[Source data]
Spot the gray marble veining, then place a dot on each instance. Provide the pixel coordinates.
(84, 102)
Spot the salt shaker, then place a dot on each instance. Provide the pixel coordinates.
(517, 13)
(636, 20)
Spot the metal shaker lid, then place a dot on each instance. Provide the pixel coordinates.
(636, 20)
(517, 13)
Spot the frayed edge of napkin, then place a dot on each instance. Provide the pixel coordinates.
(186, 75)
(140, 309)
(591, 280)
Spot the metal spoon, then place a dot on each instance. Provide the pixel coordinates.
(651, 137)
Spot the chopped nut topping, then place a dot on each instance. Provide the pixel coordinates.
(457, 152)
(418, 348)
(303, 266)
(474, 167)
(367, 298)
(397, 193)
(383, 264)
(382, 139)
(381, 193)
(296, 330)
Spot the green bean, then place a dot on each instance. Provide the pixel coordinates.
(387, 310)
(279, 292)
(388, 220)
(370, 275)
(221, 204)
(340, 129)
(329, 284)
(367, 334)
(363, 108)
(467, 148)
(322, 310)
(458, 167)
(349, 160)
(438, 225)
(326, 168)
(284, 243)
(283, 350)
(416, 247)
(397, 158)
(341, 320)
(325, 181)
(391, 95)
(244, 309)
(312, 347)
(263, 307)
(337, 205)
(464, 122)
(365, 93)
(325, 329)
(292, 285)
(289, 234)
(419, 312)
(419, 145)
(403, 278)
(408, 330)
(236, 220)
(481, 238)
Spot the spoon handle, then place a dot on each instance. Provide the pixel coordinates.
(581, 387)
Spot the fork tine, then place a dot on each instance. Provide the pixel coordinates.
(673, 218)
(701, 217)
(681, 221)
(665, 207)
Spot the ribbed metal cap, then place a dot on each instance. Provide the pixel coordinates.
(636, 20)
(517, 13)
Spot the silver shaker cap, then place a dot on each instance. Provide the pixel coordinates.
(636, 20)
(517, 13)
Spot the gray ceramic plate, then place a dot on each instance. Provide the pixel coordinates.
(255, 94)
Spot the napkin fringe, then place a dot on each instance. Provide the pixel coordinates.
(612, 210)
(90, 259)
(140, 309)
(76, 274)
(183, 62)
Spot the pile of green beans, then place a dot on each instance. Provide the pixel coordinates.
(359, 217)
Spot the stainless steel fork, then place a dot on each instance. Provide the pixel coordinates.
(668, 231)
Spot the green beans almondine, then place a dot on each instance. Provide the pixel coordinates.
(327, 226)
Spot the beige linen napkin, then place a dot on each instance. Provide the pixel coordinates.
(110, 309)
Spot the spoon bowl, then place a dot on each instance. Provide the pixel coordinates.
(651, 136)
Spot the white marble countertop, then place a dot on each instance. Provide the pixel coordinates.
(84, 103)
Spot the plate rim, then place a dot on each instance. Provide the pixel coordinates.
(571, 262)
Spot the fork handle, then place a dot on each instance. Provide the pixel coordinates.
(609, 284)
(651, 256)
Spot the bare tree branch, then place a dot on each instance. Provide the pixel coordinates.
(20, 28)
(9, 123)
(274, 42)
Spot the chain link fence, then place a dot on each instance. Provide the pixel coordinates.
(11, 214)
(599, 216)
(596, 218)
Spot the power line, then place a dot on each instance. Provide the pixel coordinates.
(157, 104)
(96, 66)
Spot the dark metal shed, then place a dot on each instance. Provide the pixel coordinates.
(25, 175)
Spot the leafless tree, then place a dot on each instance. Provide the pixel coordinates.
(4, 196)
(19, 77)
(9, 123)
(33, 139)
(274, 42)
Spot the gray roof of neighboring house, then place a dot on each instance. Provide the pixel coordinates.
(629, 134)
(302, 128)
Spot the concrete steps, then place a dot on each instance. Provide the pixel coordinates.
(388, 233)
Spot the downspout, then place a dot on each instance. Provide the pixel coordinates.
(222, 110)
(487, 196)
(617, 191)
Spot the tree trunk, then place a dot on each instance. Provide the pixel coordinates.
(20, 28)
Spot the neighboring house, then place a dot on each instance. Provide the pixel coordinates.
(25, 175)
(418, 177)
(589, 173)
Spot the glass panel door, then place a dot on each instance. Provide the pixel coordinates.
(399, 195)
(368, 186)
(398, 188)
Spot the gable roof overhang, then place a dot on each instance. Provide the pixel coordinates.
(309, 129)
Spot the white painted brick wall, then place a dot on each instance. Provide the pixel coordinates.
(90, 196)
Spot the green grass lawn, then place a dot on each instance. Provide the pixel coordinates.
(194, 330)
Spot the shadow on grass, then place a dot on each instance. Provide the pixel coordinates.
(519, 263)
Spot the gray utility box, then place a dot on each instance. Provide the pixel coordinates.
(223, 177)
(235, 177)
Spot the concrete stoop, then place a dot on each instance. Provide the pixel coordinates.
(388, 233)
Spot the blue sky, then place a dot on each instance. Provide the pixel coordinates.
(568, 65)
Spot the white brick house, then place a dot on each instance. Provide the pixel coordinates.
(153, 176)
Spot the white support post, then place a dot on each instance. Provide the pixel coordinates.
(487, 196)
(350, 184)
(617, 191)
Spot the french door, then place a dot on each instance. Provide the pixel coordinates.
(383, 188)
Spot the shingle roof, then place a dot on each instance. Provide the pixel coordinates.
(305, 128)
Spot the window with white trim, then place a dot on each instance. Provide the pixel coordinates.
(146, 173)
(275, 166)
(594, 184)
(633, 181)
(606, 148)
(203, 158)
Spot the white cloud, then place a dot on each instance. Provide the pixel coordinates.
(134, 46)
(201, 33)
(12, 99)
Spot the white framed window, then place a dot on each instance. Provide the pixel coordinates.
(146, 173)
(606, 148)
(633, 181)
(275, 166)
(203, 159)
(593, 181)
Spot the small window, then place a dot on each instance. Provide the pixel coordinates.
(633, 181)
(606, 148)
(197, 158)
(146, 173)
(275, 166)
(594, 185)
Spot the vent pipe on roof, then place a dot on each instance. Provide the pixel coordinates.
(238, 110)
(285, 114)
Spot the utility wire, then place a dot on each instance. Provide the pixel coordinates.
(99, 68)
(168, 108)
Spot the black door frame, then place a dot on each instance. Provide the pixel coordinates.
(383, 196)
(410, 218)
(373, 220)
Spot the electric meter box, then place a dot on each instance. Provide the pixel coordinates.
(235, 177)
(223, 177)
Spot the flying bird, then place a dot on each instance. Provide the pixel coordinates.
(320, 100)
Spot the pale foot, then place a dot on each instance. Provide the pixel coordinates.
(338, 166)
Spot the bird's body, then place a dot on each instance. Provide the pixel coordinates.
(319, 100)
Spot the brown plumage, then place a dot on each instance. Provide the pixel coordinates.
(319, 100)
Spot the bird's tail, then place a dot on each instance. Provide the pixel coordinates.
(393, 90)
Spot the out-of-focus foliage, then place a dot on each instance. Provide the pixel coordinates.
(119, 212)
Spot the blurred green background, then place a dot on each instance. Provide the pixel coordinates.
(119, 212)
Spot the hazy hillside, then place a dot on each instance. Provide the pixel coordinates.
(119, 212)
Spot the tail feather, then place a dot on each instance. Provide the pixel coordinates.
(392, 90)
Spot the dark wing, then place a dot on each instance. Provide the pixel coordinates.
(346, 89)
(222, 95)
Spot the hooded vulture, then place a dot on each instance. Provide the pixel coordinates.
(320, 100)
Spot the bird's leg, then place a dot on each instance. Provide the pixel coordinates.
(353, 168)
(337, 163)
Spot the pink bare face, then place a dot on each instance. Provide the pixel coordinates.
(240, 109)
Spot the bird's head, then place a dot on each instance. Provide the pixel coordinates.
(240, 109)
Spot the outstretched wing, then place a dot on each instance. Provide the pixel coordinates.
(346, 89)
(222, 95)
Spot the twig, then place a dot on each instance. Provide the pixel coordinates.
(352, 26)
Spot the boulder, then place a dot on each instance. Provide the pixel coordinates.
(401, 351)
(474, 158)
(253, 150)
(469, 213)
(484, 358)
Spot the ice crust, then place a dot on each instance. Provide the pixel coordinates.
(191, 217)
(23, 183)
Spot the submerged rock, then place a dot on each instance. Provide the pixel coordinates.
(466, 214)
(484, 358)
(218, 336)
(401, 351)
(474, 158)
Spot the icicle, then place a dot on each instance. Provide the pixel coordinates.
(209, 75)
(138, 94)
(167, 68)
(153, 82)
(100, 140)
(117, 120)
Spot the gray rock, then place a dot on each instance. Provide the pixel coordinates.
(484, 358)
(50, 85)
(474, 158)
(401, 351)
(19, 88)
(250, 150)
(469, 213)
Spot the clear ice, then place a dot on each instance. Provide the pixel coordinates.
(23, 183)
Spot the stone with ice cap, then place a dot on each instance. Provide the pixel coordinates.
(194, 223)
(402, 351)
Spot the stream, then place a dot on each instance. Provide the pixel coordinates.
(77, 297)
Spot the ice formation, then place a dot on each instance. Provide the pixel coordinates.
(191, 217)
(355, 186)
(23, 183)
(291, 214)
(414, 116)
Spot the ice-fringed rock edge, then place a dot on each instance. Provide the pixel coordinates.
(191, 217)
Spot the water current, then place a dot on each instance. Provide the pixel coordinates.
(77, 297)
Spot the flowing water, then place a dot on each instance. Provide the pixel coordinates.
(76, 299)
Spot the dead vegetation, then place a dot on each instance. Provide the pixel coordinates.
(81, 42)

== ASSIGNED TASK ==
Using the records above, output exactly the lines from the one containing "Spot the twig, then" through the last line, and no others.

== TASK RESULT ==
Spot the twig, then place a dot on each instance. Provide the pixel coordinates.
(352, 26)
Spot the boulder, then place a dot on each instance. Provide the pixel coordinates.
(401, 351)
(474, 158)
(253, 150)
(469, 213)
(484, 358)
Spot the ice crust, then place a dot on each instance. Provide the pixel coordinates.
(191, 217)
(23, 183)
Spot the submerged rock, then place a dot on each instance. Provide the pixel coordinates.
(466, 214)
(484, 358)
(218, 336)
(401, 351)
(474, 158)
Spot the icicle, then place a dot on each instance. Provide the pixel coordinates.
(209, 75)
(138, 94)
(167, 68)
(153, 82)
(100, 140)
(117, 120)
Spot the gray rock, then place a dot on each instance. Provide the pixel coordinates.
(484, 358)
(50, 85)
(474, 158)
(401, 351)
(19, 88)
(250, 150)
(469, 213)
Spot the clear ice, then place a dot on each instance. Provide the pixel coordinates.
(23, 183)
Spot the stone with ice cap, then place a dot on each instance. Provide the pixel coordinates.
(194, 223)
(402, 351)
Spot the stream, then place a dot on each instance. Provide the pixel coordinates.
(77, 297)
Spot the ice formation, then place a dot on each instance. Provide the pixel coordinates.
(191, 217)
(355, 186)
(23, 183)
(291, 214)
(414, 116)
Spot the ice-fringed rock edge, then place a dot on each instance. Provide the pixel coordinates.
(191, 217)
Spot the water current, then place a dot on each instance. Provide the pixel coordinates.
(77, 297)
Spot the flowing water, then place a dot on each instance. Provide the pixel coordinates.
(76, 299)
Spot the dead vegetation, then place a dot on each instance. Provide the pixel coordinates.
(81, 42)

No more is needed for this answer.